- **Selection**
begin

The Supreme Court of Virginia has agreed to consider the wrongful dismissal appeal of a teacher who was fired for refusing to use masculine pronouns for a female high school student.
Peter Vlaming, who taught French at West Point Public Schools in West Point, Virginia, east of Richmond, was ordered by the school board to stop “avoiding the use of male pronouns” to refer to a female student who claims to identify as male.
“Mr. Vlaming’s conscience and religious practice prohibits him from intentionally lying, and he sincerely believes that referring to a female as a male by using an objectively male pronoun is telling a lie,” states the legal complaint that was originally filed in September 2019 in King William County Circuit Court in Virginia, which eventually ruled against him.
Vlaming had been willing to meet the transgender student partway, using the student’s preferred name instead of her given name, and attempted to avoid using any pronouns at all in reference to her, but his lawyers said that didn’t satisfy the school board. His employment was terminated for insubordination when he said he was unable in good conscience to comply.
The case is Vlaming v. West Point School Board. The Supreme Court of Virginia granted the appeal on March 3. The certificate of appeal doesn’t indicate why the court agreed to hear the case.
Vlaming is represented by the Scottsdale, Arizona-based Alliance Defending Freedom, whose attorney lauded the Supreme Court of Virginia’s decision to take the case.

end

- **Given information**
begin

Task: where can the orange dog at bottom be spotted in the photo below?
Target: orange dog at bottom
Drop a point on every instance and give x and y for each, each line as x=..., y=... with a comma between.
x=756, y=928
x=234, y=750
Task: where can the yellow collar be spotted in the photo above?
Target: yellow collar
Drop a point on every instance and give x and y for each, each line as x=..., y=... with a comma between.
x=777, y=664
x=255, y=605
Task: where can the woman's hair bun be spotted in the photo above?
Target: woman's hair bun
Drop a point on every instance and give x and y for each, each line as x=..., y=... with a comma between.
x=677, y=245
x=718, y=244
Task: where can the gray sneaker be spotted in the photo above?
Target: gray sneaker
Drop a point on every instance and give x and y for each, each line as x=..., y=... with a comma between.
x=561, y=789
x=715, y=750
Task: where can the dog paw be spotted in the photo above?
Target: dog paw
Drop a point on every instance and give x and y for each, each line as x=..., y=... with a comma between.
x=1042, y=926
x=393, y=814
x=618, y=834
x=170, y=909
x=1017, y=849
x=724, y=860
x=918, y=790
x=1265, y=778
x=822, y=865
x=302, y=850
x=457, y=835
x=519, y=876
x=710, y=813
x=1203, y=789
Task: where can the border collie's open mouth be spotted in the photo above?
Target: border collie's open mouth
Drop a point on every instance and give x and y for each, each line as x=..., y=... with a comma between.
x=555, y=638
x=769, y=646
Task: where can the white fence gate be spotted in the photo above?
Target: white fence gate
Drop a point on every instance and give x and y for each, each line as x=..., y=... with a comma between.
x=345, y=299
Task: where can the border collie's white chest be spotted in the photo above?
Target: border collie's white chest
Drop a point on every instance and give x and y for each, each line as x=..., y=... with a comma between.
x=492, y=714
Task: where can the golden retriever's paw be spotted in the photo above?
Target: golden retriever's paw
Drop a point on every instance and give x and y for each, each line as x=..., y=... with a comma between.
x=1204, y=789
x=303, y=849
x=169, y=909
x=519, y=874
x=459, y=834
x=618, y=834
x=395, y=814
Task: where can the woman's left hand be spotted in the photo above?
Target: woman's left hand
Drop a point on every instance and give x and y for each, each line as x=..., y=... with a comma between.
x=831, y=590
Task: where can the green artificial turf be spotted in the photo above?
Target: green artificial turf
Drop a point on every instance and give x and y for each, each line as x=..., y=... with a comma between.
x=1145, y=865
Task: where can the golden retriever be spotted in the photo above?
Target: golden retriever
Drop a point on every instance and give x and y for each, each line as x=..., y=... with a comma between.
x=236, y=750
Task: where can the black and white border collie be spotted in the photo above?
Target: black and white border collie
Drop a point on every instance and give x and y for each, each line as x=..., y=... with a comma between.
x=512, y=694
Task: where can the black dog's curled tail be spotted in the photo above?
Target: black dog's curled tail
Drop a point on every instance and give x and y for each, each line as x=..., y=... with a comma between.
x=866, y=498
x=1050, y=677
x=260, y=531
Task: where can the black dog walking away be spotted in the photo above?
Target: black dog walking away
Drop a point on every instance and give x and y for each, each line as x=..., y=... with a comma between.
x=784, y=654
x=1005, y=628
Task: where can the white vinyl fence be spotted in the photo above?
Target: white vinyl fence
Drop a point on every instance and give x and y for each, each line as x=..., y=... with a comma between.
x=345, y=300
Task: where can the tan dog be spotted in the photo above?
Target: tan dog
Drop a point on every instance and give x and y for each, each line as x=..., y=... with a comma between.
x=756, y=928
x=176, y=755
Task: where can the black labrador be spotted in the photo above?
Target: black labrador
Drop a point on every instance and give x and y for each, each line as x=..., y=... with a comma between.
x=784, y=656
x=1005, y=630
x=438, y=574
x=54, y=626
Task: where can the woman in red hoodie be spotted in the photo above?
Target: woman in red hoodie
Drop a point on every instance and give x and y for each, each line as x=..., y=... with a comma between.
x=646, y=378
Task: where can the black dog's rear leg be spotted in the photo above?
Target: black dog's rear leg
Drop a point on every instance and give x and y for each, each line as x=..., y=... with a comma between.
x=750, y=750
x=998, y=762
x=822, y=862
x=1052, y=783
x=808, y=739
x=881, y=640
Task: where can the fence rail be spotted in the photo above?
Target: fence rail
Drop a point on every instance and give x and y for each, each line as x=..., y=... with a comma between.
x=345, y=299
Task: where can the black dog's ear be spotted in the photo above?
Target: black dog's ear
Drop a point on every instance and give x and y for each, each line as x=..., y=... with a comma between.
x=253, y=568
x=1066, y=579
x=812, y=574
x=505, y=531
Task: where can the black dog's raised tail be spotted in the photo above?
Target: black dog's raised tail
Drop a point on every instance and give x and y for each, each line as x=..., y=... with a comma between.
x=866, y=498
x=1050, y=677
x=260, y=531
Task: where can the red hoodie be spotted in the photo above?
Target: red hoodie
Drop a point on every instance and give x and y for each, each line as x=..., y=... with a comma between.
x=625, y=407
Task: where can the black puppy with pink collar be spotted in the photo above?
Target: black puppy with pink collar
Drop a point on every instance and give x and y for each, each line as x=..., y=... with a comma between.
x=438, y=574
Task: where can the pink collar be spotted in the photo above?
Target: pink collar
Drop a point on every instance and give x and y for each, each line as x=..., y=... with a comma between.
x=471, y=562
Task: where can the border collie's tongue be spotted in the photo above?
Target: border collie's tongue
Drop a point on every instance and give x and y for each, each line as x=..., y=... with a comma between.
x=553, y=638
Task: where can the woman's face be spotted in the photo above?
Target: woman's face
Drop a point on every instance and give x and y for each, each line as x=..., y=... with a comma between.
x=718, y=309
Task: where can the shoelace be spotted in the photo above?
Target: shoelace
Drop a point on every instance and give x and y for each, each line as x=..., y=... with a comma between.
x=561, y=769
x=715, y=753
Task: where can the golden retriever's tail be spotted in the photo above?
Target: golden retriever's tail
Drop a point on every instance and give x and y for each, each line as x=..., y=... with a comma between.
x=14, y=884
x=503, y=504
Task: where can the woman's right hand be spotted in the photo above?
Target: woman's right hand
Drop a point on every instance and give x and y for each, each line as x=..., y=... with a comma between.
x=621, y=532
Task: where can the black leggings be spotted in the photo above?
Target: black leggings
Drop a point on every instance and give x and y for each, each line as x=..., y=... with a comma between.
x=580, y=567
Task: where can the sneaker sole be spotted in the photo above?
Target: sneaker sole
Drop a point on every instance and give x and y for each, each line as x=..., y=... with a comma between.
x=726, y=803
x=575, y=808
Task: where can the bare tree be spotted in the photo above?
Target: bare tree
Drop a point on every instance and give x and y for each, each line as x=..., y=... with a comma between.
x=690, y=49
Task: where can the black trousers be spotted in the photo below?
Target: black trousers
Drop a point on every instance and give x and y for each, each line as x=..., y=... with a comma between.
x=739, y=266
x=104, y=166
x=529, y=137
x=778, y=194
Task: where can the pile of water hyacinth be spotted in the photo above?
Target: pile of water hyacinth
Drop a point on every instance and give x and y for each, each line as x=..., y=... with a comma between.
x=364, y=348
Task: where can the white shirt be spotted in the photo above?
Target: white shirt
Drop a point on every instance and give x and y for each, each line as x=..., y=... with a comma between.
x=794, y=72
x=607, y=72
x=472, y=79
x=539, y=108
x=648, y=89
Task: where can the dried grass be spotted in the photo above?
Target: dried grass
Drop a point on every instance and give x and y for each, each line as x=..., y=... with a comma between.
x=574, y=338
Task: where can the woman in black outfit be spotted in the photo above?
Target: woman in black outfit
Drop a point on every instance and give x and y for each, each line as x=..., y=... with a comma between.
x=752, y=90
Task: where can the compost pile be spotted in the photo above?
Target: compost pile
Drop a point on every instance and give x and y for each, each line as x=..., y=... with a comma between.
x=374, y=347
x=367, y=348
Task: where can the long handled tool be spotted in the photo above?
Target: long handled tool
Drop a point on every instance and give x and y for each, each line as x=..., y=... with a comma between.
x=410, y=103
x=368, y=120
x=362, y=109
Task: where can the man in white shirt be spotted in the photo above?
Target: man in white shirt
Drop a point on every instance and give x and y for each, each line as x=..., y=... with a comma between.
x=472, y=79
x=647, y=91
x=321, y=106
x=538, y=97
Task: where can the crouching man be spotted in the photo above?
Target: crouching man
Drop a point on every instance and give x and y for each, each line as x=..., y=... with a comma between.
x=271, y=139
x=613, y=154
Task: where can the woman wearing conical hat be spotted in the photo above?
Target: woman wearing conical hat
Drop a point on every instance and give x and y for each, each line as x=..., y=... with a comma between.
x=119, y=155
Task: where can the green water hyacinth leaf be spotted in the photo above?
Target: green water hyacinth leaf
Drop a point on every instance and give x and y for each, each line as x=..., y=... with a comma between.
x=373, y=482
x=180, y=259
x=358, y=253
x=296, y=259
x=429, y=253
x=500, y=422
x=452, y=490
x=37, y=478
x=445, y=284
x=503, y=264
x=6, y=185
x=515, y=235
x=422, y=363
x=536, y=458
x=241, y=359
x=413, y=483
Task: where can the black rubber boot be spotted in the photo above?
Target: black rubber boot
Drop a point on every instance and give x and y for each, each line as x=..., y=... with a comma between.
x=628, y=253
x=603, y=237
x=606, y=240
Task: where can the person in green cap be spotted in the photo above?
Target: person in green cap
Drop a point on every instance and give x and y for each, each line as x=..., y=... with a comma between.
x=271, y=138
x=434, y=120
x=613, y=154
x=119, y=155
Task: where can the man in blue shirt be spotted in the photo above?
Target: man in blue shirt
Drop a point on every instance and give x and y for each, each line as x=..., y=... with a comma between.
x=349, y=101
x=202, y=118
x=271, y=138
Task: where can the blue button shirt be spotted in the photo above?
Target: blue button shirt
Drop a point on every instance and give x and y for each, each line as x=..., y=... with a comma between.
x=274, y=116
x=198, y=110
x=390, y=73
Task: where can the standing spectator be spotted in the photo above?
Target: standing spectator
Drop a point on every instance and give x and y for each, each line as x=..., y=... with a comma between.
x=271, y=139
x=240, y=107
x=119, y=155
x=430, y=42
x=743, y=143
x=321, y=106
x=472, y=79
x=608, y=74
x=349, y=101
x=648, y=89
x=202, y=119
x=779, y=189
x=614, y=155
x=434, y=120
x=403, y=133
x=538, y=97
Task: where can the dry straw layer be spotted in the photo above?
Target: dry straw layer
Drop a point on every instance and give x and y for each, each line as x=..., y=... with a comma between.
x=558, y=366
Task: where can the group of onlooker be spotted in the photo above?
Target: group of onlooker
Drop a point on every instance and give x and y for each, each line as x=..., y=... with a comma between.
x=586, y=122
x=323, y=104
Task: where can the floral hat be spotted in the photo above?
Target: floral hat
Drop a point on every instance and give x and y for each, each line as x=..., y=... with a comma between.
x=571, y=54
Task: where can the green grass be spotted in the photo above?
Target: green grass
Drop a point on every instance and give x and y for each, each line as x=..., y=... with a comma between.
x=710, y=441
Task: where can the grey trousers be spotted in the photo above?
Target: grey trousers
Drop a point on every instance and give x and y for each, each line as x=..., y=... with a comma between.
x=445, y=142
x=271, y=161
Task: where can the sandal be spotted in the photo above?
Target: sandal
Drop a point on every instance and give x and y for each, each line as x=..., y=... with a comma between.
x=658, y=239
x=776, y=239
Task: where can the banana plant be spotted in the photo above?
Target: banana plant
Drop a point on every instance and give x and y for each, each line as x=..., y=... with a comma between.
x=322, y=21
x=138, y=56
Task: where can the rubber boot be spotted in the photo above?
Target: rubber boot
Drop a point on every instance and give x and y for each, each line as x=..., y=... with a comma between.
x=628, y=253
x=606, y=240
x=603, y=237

end

- **What the task asks**
Please decide whether each statement below agrees with the article on the Vlaming appeal, answering yes or no and quoting the words of the article that decide it. 1. The legal complaint was first filed in King William County Circuit Court. 2. The certificate of appeal explains why the court agreed to hear the case. 3. Vlaming taught Spanish at West Point Public Schools.

- **The completed task**
1. Yes: "originally filed in September 2019 in King William County Circuit Court in Virginia"
2. No: "The certificate of appeal doesn’t indicate why the court agreed to hear the case."
3. No: "who taught French at West Point Public Schools"